>>>
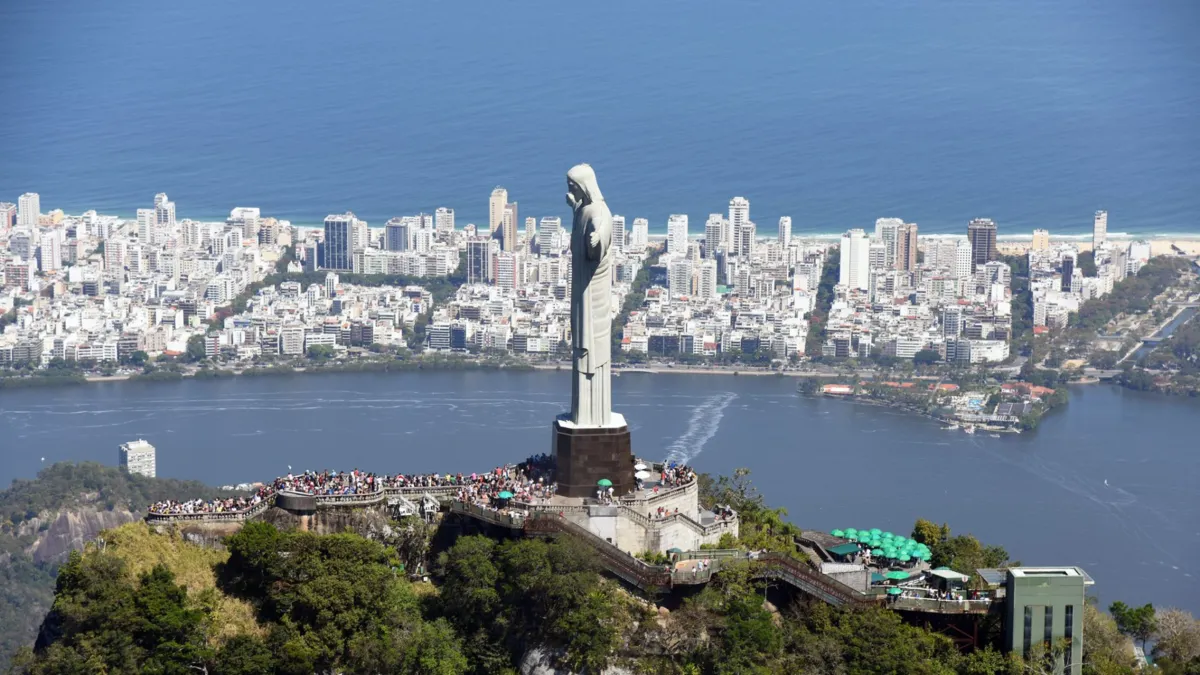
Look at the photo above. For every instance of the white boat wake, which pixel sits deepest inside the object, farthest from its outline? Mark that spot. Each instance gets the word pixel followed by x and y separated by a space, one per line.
pixel 703 424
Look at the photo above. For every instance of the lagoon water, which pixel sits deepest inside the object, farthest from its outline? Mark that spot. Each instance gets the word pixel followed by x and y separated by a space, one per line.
pixel 1031 113
pixel 1109 483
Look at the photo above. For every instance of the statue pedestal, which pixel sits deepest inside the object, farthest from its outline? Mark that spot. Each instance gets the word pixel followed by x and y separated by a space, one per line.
pixel 586 454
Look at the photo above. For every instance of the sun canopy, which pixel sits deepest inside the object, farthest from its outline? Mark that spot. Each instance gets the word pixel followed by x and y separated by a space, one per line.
pixel 844 549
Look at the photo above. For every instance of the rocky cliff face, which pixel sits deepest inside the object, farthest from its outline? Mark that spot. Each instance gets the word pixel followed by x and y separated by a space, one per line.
pixel 60 532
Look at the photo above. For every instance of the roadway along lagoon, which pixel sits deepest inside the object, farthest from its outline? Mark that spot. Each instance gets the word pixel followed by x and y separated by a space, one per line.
pixel 1109 483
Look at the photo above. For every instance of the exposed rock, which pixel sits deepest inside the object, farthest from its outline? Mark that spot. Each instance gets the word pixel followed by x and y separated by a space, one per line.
pixel 70 530
pixel 543 661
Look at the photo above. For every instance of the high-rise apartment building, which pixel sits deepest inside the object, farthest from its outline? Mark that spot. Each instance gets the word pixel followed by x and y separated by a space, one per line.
pixel 1099 230
pixel 547 233
pixel 963 261
pixel 640 234
pixel 509 270
pixel 739 215
pixel 509 227
pixel 29 209
pixel 165 210
pixel 679 278
pixel 148 222
pixel 138 457
pixel 49 254
pixel 340 242
pixel 906 248
pixel 1041 240
pixel 7 216
pixel 855 261
pixel 714 234
pixel 480 251
pixel 397 234
pixel 886 230
pixel 245 219
pixel 677 234
pixel 1068 274
pixel 443 222
pixel 496 204
pixel 706 279
pixel 785 231
pixel 982 236
pixel 877 256
pixel 618 232
pixel 360 236
pixel 748 236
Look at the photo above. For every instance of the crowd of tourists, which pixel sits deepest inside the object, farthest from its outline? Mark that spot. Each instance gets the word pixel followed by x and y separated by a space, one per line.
pixel 529 482
pixel 532 481
pixel 231 505
pixel 676 475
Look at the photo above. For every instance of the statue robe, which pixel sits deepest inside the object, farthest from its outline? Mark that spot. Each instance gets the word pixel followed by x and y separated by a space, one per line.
pixel 592 315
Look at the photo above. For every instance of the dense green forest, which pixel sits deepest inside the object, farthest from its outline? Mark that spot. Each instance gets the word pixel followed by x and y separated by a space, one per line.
pixel 28 586
pixel 299 603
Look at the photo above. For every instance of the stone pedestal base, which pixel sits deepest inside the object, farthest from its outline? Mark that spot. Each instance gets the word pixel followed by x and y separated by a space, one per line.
pixel 586 454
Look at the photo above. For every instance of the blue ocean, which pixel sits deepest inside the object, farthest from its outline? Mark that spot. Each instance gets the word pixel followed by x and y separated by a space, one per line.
pixel 1035 114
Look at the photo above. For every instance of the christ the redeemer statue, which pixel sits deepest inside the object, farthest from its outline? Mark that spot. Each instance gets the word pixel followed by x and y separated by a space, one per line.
pixel 591 299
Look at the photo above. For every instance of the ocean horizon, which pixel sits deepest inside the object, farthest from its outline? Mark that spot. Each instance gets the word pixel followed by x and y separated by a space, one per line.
pixel 834 115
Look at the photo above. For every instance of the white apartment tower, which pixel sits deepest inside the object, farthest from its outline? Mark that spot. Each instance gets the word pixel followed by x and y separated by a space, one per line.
pixel 677 234
pixel 963 258
pixel 443 221
pixel 748 236
pixel 148 221
pixel 855 262
pixel 640 236
pixel 1099 230
pixel 618 232
pixel 1041 240
pixel 29 210
pixel 785 231
pixel 739 215
pixel 714 234
pixel 165 210
pixel 887 233
pixel 138 457
pixel 706 279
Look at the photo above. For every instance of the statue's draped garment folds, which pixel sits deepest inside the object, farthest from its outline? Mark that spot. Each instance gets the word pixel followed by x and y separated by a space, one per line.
pixel 591 299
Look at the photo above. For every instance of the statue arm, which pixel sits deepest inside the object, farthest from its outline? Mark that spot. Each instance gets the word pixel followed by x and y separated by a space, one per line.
pixel 599 237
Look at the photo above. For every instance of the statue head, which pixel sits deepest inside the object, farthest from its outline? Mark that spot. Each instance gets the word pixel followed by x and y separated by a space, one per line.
pixel 581 186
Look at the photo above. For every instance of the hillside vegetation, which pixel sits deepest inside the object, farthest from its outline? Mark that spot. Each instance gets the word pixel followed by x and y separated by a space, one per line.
pixel 30 512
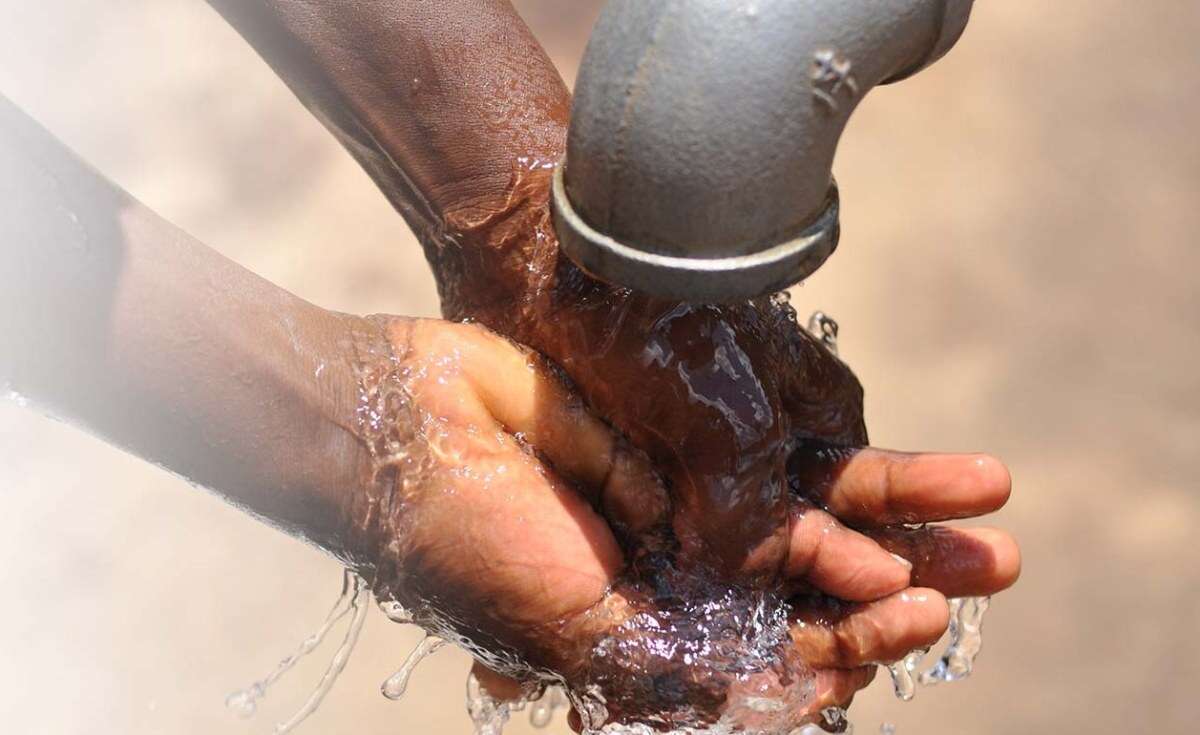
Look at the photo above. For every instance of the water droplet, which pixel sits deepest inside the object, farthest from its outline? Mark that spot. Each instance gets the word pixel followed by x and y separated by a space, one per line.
pixel 361 592
pixel 966 641
pixel 904 679
pixel 352 602
pixel 397 683
pixel 822 327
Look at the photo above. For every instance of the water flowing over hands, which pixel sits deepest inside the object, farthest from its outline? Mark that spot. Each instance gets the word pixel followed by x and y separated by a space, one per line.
pixel 495 527
pixel 753 425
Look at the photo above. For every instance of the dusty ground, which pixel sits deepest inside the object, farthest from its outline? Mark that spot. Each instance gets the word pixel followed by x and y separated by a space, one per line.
pixel 1017 273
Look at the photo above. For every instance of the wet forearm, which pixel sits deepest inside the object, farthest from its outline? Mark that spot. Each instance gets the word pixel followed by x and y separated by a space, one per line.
pixel 436 100
pixel 114 320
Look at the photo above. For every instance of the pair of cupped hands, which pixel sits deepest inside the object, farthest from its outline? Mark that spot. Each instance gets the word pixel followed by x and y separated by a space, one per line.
pixel 576 438
pixel 523 511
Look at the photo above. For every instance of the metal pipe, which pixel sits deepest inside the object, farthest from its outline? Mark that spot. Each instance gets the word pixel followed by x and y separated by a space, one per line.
pixel 703 131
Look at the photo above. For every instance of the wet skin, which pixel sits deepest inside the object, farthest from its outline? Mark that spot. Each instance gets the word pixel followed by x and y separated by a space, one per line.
pixel 456 113
pixel 526 526
pixel 517 523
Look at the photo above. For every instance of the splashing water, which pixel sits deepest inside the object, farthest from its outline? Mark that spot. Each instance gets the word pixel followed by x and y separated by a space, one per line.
pixel 822 327
pixel 397 683
pixel 487 713
pixel 541 711
pixel 966 640
pixel 904 679
pixel 958 661
pixel 351 602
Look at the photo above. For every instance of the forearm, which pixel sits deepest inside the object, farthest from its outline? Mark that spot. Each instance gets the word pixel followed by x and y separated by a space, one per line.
pixel 437 100
pixel 117 321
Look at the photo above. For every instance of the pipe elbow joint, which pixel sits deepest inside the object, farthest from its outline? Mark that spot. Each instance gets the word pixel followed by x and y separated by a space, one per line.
pixel 700 153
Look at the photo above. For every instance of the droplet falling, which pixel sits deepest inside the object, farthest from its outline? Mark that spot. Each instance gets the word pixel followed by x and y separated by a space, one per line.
pixel 397 683
pixel 487 713
pixel 825 328
pixel 966 640
pixel 359 599
pixel 904 677
pixel 244 703
pixel 541 712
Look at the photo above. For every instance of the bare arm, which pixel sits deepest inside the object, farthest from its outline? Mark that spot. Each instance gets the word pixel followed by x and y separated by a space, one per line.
pixel 115 320
pixel 436 100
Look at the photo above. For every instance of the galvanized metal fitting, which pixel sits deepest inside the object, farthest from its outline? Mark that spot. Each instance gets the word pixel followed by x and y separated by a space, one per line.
pixel 703 132
pixel 695 279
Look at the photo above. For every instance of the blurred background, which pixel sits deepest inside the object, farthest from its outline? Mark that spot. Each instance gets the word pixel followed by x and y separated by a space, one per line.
pixel 1017 273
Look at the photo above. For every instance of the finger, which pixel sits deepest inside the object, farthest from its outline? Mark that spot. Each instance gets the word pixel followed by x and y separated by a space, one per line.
pixel 837 687
pixel 877 486
pixel 837 635
pixel 839 561
pixel 525 395
pixel 957 562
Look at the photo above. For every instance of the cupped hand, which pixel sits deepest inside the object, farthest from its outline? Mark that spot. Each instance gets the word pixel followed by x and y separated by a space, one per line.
pixel 513 519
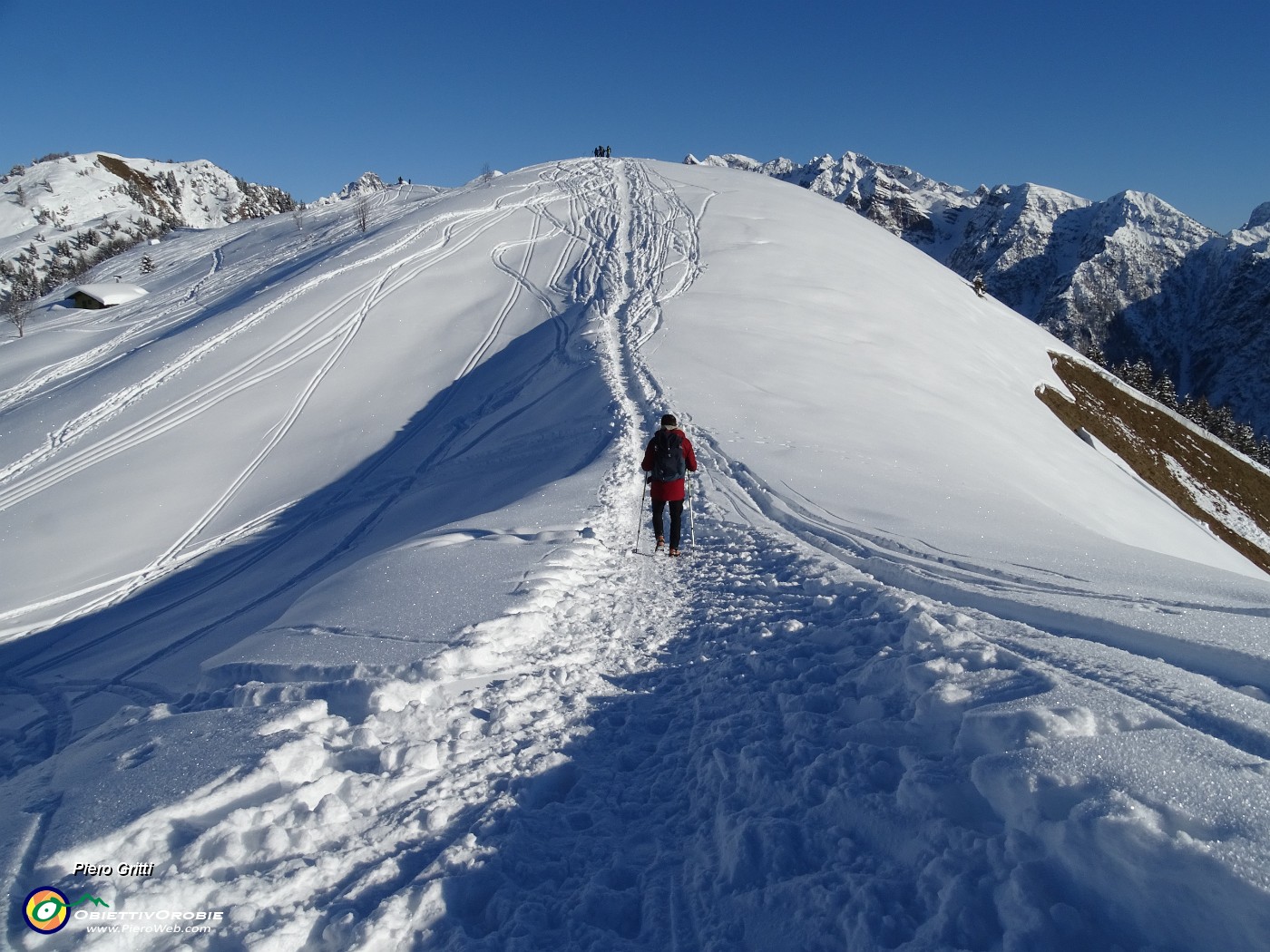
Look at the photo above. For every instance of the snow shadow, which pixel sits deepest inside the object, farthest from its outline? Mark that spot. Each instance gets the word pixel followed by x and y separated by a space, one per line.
pixel 530 415
pixel 729 797
pixel 780 780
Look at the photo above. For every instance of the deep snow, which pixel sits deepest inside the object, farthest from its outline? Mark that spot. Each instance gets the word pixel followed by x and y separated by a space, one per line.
pixel 320 597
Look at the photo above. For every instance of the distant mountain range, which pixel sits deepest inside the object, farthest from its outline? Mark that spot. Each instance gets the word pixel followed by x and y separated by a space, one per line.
pixel 64 213
pixel 1126 278
pixel 1129 277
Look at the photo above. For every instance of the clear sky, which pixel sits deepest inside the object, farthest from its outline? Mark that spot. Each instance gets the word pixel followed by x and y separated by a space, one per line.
pixel 1091 97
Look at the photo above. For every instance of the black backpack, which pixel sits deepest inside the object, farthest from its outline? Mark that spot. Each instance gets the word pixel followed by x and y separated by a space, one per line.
pixel 669 462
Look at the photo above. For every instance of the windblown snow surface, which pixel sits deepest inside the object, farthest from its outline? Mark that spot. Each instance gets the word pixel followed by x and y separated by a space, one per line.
pixel 319 594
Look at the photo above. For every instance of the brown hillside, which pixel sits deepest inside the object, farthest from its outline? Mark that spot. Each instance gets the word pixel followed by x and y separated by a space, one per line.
pixel 1147 437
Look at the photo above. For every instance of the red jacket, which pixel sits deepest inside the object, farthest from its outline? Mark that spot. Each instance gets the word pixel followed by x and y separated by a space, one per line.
pixel 672 491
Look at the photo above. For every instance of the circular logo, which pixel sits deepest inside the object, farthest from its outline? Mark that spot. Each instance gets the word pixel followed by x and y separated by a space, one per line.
pixel 46 909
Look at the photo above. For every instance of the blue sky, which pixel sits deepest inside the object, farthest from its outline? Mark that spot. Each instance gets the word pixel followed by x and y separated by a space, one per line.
pixel 1092 98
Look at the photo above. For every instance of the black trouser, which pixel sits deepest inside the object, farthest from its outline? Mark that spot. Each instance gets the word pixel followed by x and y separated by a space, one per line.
pixel 676 518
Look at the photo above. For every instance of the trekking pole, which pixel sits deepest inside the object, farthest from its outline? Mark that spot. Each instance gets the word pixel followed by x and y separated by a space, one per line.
pixel 692 518
pixel 639 522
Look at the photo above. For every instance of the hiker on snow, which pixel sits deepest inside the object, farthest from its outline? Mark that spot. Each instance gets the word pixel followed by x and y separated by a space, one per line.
pixel 667 461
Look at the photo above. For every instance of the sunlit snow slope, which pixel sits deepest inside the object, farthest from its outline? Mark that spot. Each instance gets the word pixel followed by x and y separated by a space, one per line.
pixel 320 596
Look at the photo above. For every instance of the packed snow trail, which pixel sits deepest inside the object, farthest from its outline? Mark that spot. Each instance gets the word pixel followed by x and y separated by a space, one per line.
pixel 759 745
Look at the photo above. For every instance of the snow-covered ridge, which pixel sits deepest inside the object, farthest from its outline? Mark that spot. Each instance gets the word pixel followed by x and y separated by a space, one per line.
pixel 320 597
pixel 59 212
pixel 1130 275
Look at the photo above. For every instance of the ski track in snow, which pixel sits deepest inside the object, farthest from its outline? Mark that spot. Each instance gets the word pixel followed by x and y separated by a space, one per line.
pixel 756 746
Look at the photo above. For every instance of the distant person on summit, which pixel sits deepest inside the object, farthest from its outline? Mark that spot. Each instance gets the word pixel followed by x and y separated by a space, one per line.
pixel 667 461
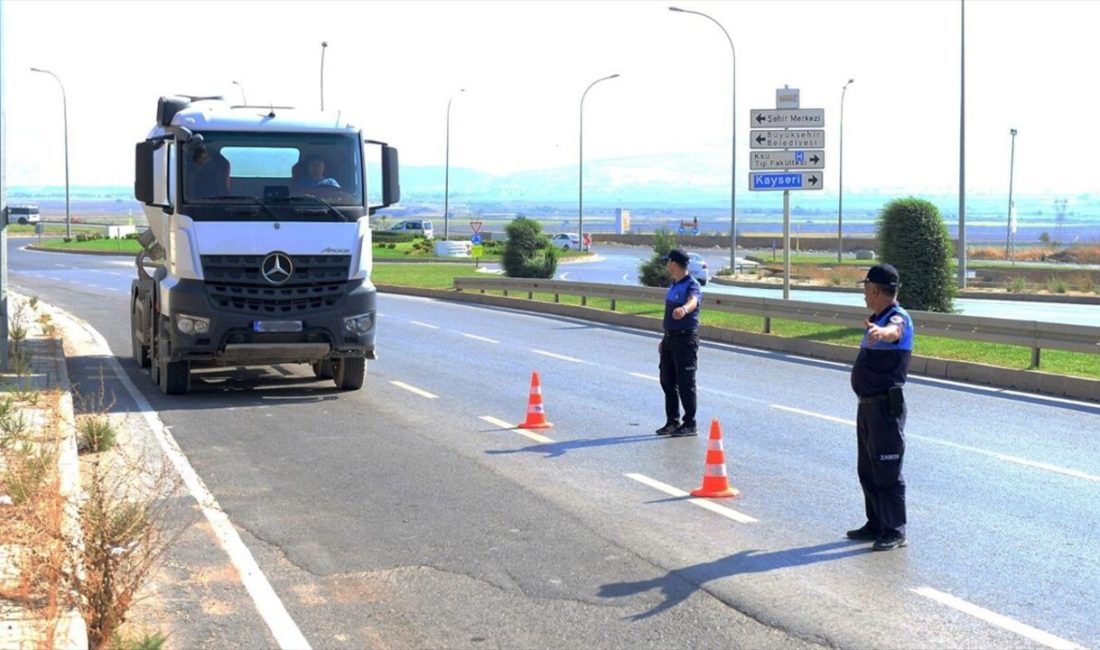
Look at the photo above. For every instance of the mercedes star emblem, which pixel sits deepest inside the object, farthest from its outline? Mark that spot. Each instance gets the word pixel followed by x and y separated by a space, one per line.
pixel 276 268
<<<
● **Task description**
Could you reproduce only the data from the line containing "Look at the photo above. For every instance of the sunlit" through the line containing "pixel 320 596", both included, adding 41 to every x and y pixel coordinate in the answers and leaving the other text unchanged?

● **Reply to the task**
Look at the photo above. For every instance of the sunlit snow slope, which pixel sits deepest inside the object, farthest from its outline? Mark that spot. Each instance gets the word pixel followed by x and y separated by a space, one per line.
pixel 361 637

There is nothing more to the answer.